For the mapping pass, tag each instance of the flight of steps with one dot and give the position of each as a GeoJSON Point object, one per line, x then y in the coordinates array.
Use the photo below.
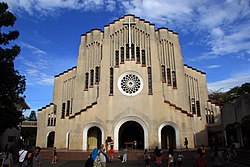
{"type": "Point", "coordinates": [80, 155]}
{"type": "Point", "coordinates": [133, 154]}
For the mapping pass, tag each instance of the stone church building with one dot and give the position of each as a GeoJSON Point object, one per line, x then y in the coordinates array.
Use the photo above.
{"type": "Point", "coordinates": [130, 85]}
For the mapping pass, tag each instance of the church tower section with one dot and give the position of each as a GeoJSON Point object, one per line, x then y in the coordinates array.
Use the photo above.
{"type": "Point", "coordinates": [89, 68]}
{"type": "Point", "coordinates": [130, 85]}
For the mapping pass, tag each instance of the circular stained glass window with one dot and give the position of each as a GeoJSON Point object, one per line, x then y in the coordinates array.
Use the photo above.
{"type": "Point", "coordinates": [130, 83]}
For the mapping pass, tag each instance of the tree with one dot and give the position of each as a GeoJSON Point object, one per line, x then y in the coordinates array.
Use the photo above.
{"type": "Point", "coordinates": [32, 116]}
{"type": "Point", "coordinates": [12, 84]}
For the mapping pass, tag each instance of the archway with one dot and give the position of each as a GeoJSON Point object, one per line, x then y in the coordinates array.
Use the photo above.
{"type": "Point", "coordinates": [175, 131]}
{"type": "Point", "coordinates": [130, 133]}
{"type": "Point", "coordinates": [231, 134]}
{"type": "Point", "coordinates": [94, 137]}
{"type": "Point", "coordinates": [50, 139]}
{"type": "Point", "coordinates": [168, 138]}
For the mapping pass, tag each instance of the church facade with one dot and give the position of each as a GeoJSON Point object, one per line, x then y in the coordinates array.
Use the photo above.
{"type": "Point", "coordinates": [130, 85]}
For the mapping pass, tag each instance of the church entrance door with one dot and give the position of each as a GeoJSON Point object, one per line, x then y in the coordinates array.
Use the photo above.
{"type": "Point", "coordinates": [131, 135]}
{"type": "Point", "coordinates": [51, 139]}
{"type": "Point", "coordinates": [168, 137]}
{"type": "Point", "coordinates": [94, 138]}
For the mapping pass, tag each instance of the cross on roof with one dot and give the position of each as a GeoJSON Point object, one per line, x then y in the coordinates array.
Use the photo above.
{"type": "Point", "coordinates": [129, 23]}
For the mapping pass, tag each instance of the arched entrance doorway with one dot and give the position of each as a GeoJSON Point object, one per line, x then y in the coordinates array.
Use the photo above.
{"type": "Point", "coordinates": [168, 138]}
{"type": "Point", "coordinates": [231, 134]}
{"type": "Point", "coordinates": [94, 137]}
{"type": "Point", "coordinates": [130, 133]}
{"type": "Point", "coordinates": [51, 139]}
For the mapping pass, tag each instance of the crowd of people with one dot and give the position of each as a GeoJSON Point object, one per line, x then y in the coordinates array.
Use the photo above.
{"type": "Point", "coordinates": [100, 156]}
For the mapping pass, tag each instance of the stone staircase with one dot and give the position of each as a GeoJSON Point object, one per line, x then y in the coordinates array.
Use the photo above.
{"type": "Point", "coordinates": [243, 157]}
{"type": "Point", "coordinates": [133, 154]}
{"type": "Point", "coordinates": [83, 155]}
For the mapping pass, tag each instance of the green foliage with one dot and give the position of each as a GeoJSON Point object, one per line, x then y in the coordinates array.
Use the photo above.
{"type": "Point", "coordinates": [12, 84]}
{"type": "Point", "coordinates": [221, 98]}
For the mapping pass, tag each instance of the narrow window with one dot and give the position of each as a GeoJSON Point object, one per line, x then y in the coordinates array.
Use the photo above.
{"type": "Point", "coordinates": [138, 55]}
{"type": "Point", "coordinates": [86, 80]}
{"type": "Point", "coordinates": [122, 55]}
{"type": "Point", "coordinates": [133, 51]}
{"type": "Point", "coordinates": [150, 91]}
{"type": "Point", "coordinates": [49, 120]}
{"type": "Point", "coordinates": [97, 75]}
{"type": "Point", "coordinates": [143, 58]}
{"type": "Point", "coordinates": [116, 58]}
{"type": "Point", "coordinates": [54, 121]}
{"type": "Point", "coordinates": [169, 76]}
{"type": "Point", "coordinates": [163, 73]}
{"type": "Point", "coordinates": [111, 81]}
{"type": "Point", "coordinates": [68, 108]}
{"type": "Point", "coordinates": [71, 106]}
{"type": "Point", "coordinates": [91, 78]}
{"type": "Point", "coordinates": [174, 79]}
{"type": "Point", "coordinates": [198, 108]}
{"type": "Point", "coordinates": [63, 111]}
{"type": "Point", "coordinates": [127, 52]}
{"type": "Point", "coordinates": [193, 106]}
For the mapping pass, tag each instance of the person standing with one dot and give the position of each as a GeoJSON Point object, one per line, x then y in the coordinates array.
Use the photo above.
{"type": "Point", "coordinates": [171, 157]}
{"type": "Point", "coordinates": [37, 158]}
{"type": "Point", "coordinates": [186, 143]}
{"type": "Point", "coordinates": [111, 153]}
{"type": "Point", "coordinates": [54, 156]}
{"type": "Point", "coordinates": [95, 157]}
{"type": "Point", "coordinates": [103, 156]}
{"type": "Point", "coordinates": [22, 155]}
{"type": "Point", "coordinates": [158, 156]}
{"type": "Point", "coordinates": [146, 157]}
{"type": "Point", "coordinates": [125, 155]}
{"type": "Point", "coordinates": [28, 160]}
{"type": "Point", "coordinates": [7, 158]}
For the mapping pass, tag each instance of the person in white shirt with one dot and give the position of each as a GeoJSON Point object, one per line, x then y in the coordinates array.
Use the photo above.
{"type": "Point", "coordinates": [22, 154]}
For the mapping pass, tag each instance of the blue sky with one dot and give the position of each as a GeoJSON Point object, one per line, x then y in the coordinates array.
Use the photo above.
{"type": "Point", "coordinates": [214, 36]}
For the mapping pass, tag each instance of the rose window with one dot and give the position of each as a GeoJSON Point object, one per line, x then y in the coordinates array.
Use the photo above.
{"type": "Point", "coordinates": [130, 83]}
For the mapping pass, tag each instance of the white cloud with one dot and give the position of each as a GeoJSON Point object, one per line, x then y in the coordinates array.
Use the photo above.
{"type": "Point", "coordinates": [53, 7]}
{"type": "Point", "coordinates": [33, 49]}
{"type": "Point", "coordinates": [227, 84]}
{"type": "Point", "coordinates": [214, 66]}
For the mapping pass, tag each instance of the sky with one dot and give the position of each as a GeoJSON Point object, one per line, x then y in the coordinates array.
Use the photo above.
{"type": "Point", "coordinates": [214, 36]}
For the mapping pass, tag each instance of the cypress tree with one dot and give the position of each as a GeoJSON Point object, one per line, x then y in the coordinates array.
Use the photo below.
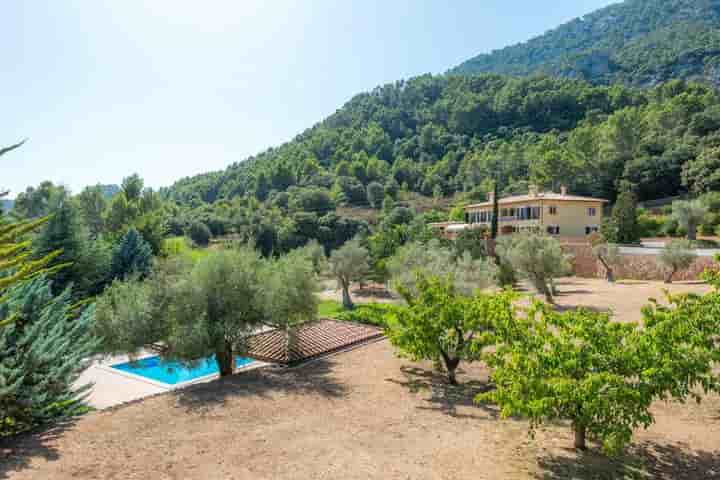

- Given task
Change "mapping pass" to "labeling pass" in the material from the line containing "For the mapping pass, tag each instance of the person in" through the end of the material, leaving everything else unchanged. Return only those lines, without the pictures.

- Task answer
For the labeling pass, tag each instance of the person in white shirt with one dot and give the position of each as a GeoJSON Point object, one per line, x then y in the coordinates array.
Use the photo above.
{"type": "Point", "coordinates": [22, 154]}
For the labeling pass, tag each instance of the blue sky with one dot and give the position of each as a GeoJSON Point object, one per line, x then y in the coordinates array.
Use the photo above.
{"type": "Point", "coordinates": [214, 36]}
For the labeling pass, tag each instance of the rose window with one dot and give the position of each as a GeoJSON Point object, one per line, x then y in the coordinates array.
Use the photo above.
{"type": "Point", "coordinates": [130, 83]}
For the labeling pass, tag each instance of the white cloud with one dot and give the position of each as a GeoJSON Point object, one per line, x then y in the coordinates array.
Use the photo above.
{"type": "Point", "coordinates": [53, 7]}
{"type": "Point", "coordinates": [33, 49]}
{"type": "Point", "coordinates": [227, 84]}
{"type": "Point", "coordinates": [214, 66]}
For the labeling pass, tag each instance of the sky with one dot and give the position of each as a GeoJSON Point object, one per line, x then y in the coordinates array.
Use the photo above.
{"type": "Point", "coordinates": [214, 36]}
For the labeling pass, tag each instance of the cypress tree with one dot and give the position of each as a GeoJSON Point object, one per line, x then y in the coordinates array.
Use the photo below.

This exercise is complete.